_What this task involves_
Pictures don't belong in the copy; print all the records exactly.

[A run of records]
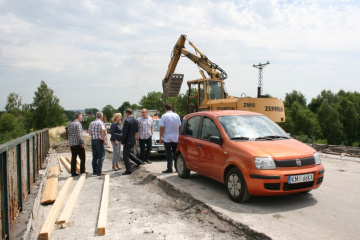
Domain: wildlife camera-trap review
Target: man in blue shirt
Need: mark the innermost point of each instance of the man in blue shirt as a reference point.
(170, 126)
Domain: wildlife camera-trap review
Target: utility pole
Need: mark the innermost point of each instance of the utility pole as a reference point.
(260, 66)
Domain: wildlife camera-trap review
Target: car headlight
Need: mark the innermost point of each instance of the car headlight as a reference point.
(317, 158)
(264, 163)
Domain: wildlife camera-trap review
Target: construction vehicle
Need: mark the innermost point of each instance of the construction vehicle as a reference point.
(211, 91)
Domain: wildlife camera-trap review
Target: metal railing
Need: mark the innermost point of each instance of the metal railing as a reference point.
(20, 161)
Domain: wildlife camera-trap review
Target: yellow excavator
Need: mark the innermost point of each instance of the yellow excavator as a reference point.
(211, 92)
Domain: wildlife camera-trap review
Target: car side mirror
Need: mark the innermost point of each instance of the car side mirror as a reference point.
(215, 139)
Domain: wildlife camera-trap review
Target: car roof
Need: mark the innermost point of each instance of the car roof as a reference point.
(222, 113)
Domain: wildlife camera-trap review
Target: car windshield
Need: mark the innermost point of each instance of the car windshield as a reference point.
(246, 127)
(156, 124)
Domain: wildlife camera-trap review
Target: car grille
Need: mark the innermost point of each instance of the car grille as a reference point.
(292, 162)
(272, 186)
(319, 180)
(289, 187)
(296, 186)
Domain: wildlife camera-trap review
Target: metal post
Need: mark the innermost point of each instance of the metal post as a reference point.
(260, 66)
(28, 164)
(19, 178)
(4, 197)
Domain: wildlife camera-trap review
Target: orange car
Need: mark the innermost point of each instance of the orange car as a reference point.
(248, 153)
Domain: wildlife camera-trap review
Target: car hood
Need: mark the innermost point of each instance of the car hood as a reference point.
(277, 149)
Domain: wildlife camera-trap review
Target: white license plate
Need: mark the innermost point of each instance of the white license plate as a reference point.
(301, 178)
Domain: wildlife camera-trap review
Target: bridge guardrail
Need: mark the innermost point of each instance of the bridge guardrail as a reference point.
(20, 161)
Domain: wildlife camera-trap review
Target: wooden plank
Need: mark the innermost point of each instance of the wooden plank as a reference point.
(78, 163)
(65, 215)
(50, 192)
(77, 167)
(54, 212)
(101, 229)
(66, 164)
(60, 165)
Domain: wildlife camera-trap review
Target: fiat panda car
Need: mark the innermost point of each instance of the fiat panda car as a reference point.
(248, 153)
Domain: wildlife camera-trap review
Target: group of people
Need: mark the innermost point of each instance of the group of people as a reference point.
(140, 129)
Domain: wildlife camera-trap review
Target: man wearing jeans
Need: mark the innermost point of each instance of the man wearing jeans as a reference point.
(76, 143)
(97, 133)
(170, 126)
(144, 136)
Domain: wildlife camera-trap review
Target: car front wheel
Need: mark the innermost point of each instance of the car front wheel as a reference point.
(236, 186)
(181, 168)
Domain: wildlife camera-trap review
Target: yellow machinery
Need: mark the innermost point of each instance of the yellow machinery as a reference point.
(211, 92)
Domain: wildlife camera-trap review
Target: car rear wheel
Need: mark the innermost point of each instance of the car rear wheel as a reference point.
(236, 186)
(181, 168)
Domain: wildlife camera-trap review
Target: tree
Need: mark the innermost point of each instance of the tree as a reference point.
(70, 115)
(328, 96)
(124, 106)
(10, 128)
(88, 121)
(91, 111)
(108, 112)
(329, 120)
(13, 104)
(349, 119)
(47, 110)
(295, 96)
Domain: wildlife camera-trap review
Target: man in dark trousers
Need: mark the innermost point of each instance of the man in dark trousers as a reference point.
(76, 143)
(128, 140)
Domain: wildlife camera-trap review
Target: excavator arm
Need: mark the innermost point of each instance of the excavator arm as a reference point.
(172, 82)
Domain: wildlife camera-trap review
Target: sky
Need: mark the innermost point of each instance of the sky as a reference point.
(92, 53)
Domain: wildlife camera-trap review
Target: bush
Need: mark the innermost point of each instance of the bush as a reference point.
(10, 128)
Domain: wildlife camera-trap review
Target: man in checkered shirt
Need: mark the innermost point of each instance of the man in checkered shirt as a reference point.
(76, 143)
(97, 133)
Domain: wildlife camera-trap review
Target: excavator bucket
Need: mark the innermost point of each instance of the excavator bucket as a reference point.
(172, 87)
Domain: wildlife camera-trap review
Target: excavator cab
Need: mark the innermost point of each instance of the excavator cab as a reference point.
(211, 93)
(207, 89)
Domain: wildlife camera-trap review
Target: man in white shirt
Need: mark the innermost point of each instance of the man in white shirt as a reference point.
(97, 132)
(170, 126)
(144, 136)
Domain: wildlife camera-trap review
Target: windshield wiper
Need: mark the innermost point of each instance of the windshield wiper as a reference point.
(240, 138)
(270, 137)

_Full output_
Domain: wildlife camera-trap review
Target: man in blue shirt
Need: mark the innermost point of each instance of the man in blue shirt as a reference point.
(170, 126)
Domain: wildlife camera-trap review
Target: utility pole
Need: mark the innermost point of each instance of the utility pole as a reference point.
(260, 66)
Domain: wildlife camera-trap review
Target: car headlight
Need: mark the innermost point of each instance of the car headlight as a reference point.
(317, 158)
(264, 163)
Domain: wildlife camera-trap review
Target: construction vehicle
Need: mark the innermost point of each instance of the construction vehicle as a reference point.
(211, 91)
Domain: wildlife camera-trap review
Target: metal railing
Need: mark the innermost point of each instance of the metal railing as a reference point.
(20, 161)
Domain: wildlife camera-trap review
Target: yellow excavator
Need: mark the innermost point of each instance of the yellow excavator as a reference point.
(211, 92)
Domain: wildlife camera-trap review
Target: car side mirror
Need: mark the innermost point of each instance of the car side mirror as a reference point.
(215, 139)
Domain: wildlife camera-trap review
Target: car roof
Need: mark the innermost point of each instance of the car roof as a reference point.
(222, 113)
Domain: wildlife camera-trap review
Target: car windshield
Need: mark the innermost point of each instance of the car windshield as a reference point.
(246, 127)
(156, 124)
Domain: wildlife camera-trap review
Target: car grille
Need: mark the innermost point of each instance of the car grille as a reference point.
(292, 162)
(272, 186)
(319, 180)
(289, 187)
(296, 186)
Domain: wildlife camera-trap review
Target: metal post
Need: mark the innermost point of each instance of the metal post as a reference point.
(260, 66)
(28, 164)
(19, 178)
(4, 197)
Domain: wildlife camera-trap review
Target: orange car
Need: mark the innermost point of each instance of the orange car as a reference point.
(248, 153)
Domain: wildlife camera-trap review
Target: car hood
Need: mark the innermost point of each instance of the car hood as a reference point.
(277, 149)
Domain: wildlife camera-trap review
Target: white license plate
Need: mark the innermost point of each instance of the white license plate as a reference point.
(301, 178)
Domain: wildlife camera-trap review
Target: bridge guardrail
Need: mark the innermost point of each instance of the bridge guardrail as a reference point.
(20, 161)
Domain: wildlife camera-trap review
Target: wooden plank
Need: mark the innermost point of each instance of the wooden plank as a reference point.
(78, 163)
(65, 215)
(50, 192)
(77, 167)
(54, 212)
(101, 229)
(66, 164)
(60, 165)
Domain: wildlife camera-trap review
Target: fiat panda car
Need: mark the innermost point of each instance of the fiat panda car as a reference point.
(248, 153)
Domain: wildlife camera-trap review
Target: group of people
Need: mark the innermost point of each instance of the group of people as a reference point.
(140, 129)
Domain: wildlife camera-trap review
Target: man wearing jeans
Need: mark the innermost point of each instance of the man wearing jeans as a reference point.
(76, 143)
(97, 133)
(170, 126)
(144, 136)
Domain: wildlife camera-trap review
Target: car front wheel
Need: mark the innermost point of each instance of the car front wheel as a reference point.
(236, 186)
(181, 168)
Domain: wildlife camera-trap review
Target: yellow machinery
Need: mark the innermost point of each instance of the yellow machinery as a reference point.
(211, 92)
Domain: wildlife camera-trap review
Target: car rear wheel
Need: mark the innermost point of each instance of the car rear wheel as a reference point.
(236, 186)
(181, 168)
Domain: wildlife camera-trap review
Target: tree
Need: mark the innermost point of each instance of the tree as a reference point.
(70, 115)
(328, 96)
(124, 106)
(10, 128)
(88, 121)
(91, 111)
(108, 112)
(329, 120)
(13, 104)
(349, 119)
(47, 110)
(295, 96)
Domain: wildlife camera-trap review
Target: man in dark trousers
Need: mark the innermost point of each instance of the man in dark trousers as a reference point.
(76, 143)
(128, 140)
Domain: wildlife camera-trap review
Target: excavator arm
Need: mark the innermost point of each instance of the excavator arm as a reference point.
(172, 82)
Domain: wildlife camera-trap review
Target: sky
Need: mark the innermost point of each instance of the sky as a reference point.
(92, 53)
Domain: wildlife camera-trap review
Target: bush
Need: mark the innermost point of each instance of the bush as a reference point.
(10, 128)
Domain: wildlife camera-trap review
Target: man in checkered shirt
Need: mark the innermost point of each instance of the man in checkered shirt as a reference point.
(76, 143)
(97, 133)
Domain: wildlife camera-trap review
Target: excavator bucket
Need: mark the innermost point of each instance of the excavator bucket as a reference point.
(172, 87)
Domain: wildlife camera-trap review
Target: excavator cab
Need: mark the innermost point of each instance of the excavator cab as a reference point.
(211, 93)
(207, 89)
Domain: wildlife camera-trap review
Target: man in white shirt
Need: mark the innermost point of each instance of the man in white shirt as a reference point.
(97, 132)
(170, 126)
(144, 136)
Domain: wildlife camera-trap review
Target: windshield wiper
Need: mark the innermost point of each instance of the windshield wiper as a reference point.
(240, 138)
(270, 137)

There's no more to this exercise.